**Stored records**.
□ □ □ □

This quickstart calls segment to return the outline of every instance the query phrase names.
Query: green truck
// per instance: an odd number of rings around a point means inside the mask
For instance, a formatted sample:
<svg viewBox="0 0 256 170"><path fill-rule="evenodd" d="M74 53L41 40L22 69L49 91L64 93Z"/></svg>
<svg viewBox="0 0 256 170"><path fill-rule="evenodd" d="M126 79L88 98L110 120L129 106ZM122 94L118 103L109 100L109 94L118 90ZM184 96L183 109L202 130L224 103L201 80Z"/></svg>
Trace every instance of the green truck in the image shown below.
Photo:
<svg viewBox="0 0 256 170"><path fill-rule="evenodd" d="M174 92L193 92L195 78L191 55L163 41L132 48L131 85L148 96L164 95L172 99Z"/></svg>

□ □ □ □

**Goal of the exercise**.
Return every one of the rows above verbatim, with no character added, removed, or altered.

**Output for this exercise**.
This quickstart calls segment to return the outline of every instance the query phrase names.
Query: green truck
// per instance: an odd number of rings around a point means inside the mask
For instance, a formatted sample:
<svg viewBox="0 0 256 170"><path fill-rule="evenodd" d="M74 53L41 40L22 69L49 91L64 93Z"/></svg>
<svg viewBox="0 0 256 170"><path fill-rule="evenodd" d="M126 79L88 98L110 120L129 106ZM122 94L118 103L109 100L109 94L118 90ZM184 96L183 109L202 130L224 103L201 80Z"/></svg>
Trace every instance of the green truck in the image shown below.
Photo:
<svg viewBox="0 0 256 170"><path fill-rule="evenodd" d="M174 92L193 92L195 78L191 55L163 41L132 48L131 85L148 96L164 95L172 99Z"/></svg>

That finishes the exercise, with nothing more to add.